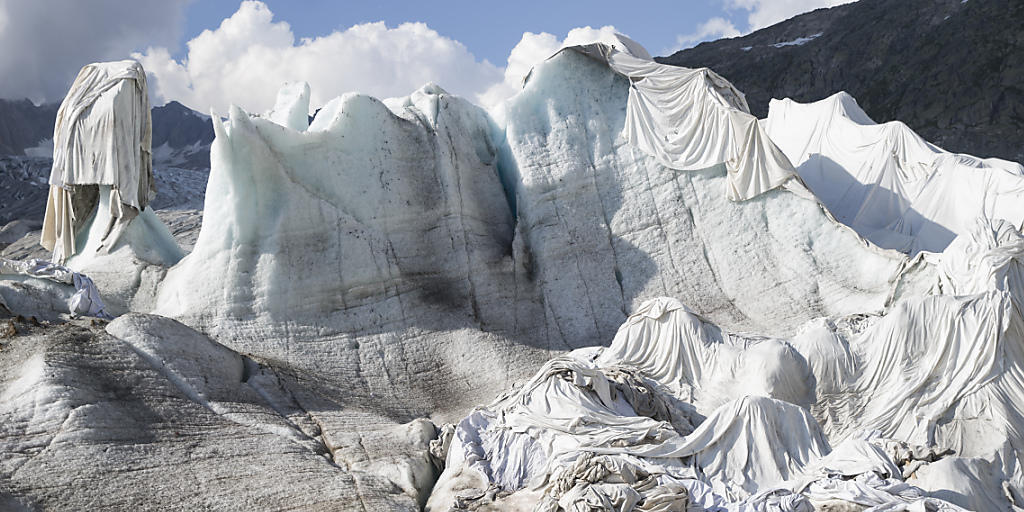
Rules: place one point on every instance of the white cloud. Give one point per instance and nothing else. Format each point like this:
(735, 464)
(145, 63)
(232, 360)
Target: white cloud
(715, 28)
(250, 55)
(535, 48)
(767, 12)
(44, 44)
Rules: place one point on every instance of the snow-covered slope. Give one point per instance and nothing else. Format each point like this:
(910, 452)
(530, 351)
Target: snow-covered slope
(414, 257)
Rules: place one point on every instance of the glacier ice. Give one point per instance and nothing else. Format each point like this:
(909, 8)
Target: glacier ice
(886, 181)
(414, 257)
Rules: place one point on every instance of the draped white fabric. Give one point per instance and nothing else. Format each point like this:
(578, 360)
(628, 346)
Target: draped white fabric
(102, 136)
(887, 182)
(693, 119)
(854, 410)
(85, 301)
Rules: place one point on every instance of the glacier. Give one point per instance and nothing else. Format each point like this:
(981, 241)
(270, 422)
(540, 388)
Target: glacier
(612, 293)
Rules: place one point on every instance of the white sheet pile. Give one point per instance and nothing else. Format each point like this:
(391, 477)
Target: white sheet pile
(914, 408)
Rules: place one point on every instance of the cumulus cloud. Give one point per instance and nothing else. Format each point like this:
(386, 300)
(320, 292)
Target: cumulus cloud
(44, 44)
(715, 28)
(767, 12)
(250, 55)
(534, 48)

::::

== How to complete this task ==
Reproduce all of the records above exactly, but exclude the pictures.

== Written answer ==
Rules: place one point on every instance of the white cloud. Give one point per instance and nothing else. Format each point like this:
(735, 464)
(145, 63)
(232, 360)
Target: white cloud
(715, 28)
(250, 55)
(535, 48)
(767, 12)
(44, 44)
Rules: place one point on every instance of the snow-covered slope. Give one point per instance and nothing else. Format each point like this:
(910, 452)
(530, 351)
Target: snow-covered slope
(414, 257)
Rules: place one point on every instance of the glacier ice. Give one point per instance and nothing else. Format each point like this:
(909, 8)
Target: glacier ice
(886, 181)
(414, 257)
Rules: place one point on every instance of the draped white fabric. Give one point per instance and nothing else. Format each point like this:
(578, 360)
(628, 346)
Target: draped white fabric
(102, 136)
(887, 182)
(693, 119)
(854, 410)
(85, 301)
Rules: place one point on every instance of the glacier. Give one point per instance and nothing else. Format each point like this:
(981, 241)
(270, 422)
(540, 388)
Target: glacier
(612, 293)
Rules: place one point on every instance of the white sheet pile. Give one point per instance and nothing else. Format each point like this:
(391, 477)
Target: white sheet pile
(914, 408)
Rules: place one point on every instance of the cumulus cloud. Give one point per instance and nothing else. Format each point like this:
(386, 300)
(320, 292)
Target: cumulus cloud
(44, 44)
(715, 28)
(767, 12)
(250, 55)
(534, 48)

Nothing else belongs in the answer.